> Source document:
********

Dirk Nowitzki nudged aside Larry Bird last night as the best playoff free throw shooter ever, giving sports columnists everywhere the idea to compare these seemingly dissimilar players for the first time. They’re saying–get this–that Bird and Nowitzki have a few qualities in common on the basketball court. Why haven’t we heard this discussion before, is what I want to know!

Yes, the Dirk vs. Larry narrative is almost as old as it is dumb at this point. It’s entirely constructed around the fact that both players have terrible hair (also they are both white). Every single article making the comparison acknowledges that their whiteness motivates the discussion, and yet every article goes boldy forth in making the comparison anyway. “It’s inevitable,” a lot of them say.

It’s pretty dang evitable, actually. There’s the fact that, you know, their games are not at all similar. Bird was an all-around basketball genius. He played every position on the court at the same time. He’s the all-time greatest creator of offense at his position, until we have to start admitting that LeBron is. Dirk is a perfectly decent passer, but he’s not in same building as Bird in this department.

********

> Data shown:
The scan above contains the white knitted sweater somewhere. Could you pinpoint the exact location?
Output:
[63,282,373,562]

********

> Task requirements: Rewrite the part of the basketball column above that begins with "Dirk Nowitzki nudged" and ends with "of them say.", replacing "comparison" with "matchup" wherever it occurs.

> Reply:
Dirk Nowitzki nudged aside Larry Bird last night as the best playoff free throw shooter ever, giving sports columnists everywhere the idea to compare these seemingly dissimilar players for the first time. They’re saying–get this–that Bird and Nowitzki have a few qualities in common on the basketball court. Why haven’t we heard this discussion before, is what I want to know!

Yes, the Dirk vs. Larry narrative is almost as old as it is dumb at this point. It’s entirely constructed around the fact that both players have terrible hair (also they are both white). Every single article making the matchup acknowledges that their whiteness motivates the discussion, and yet every article goes boldy forth in making the matchup anyway. “It’s inevitable,” a lot of them say.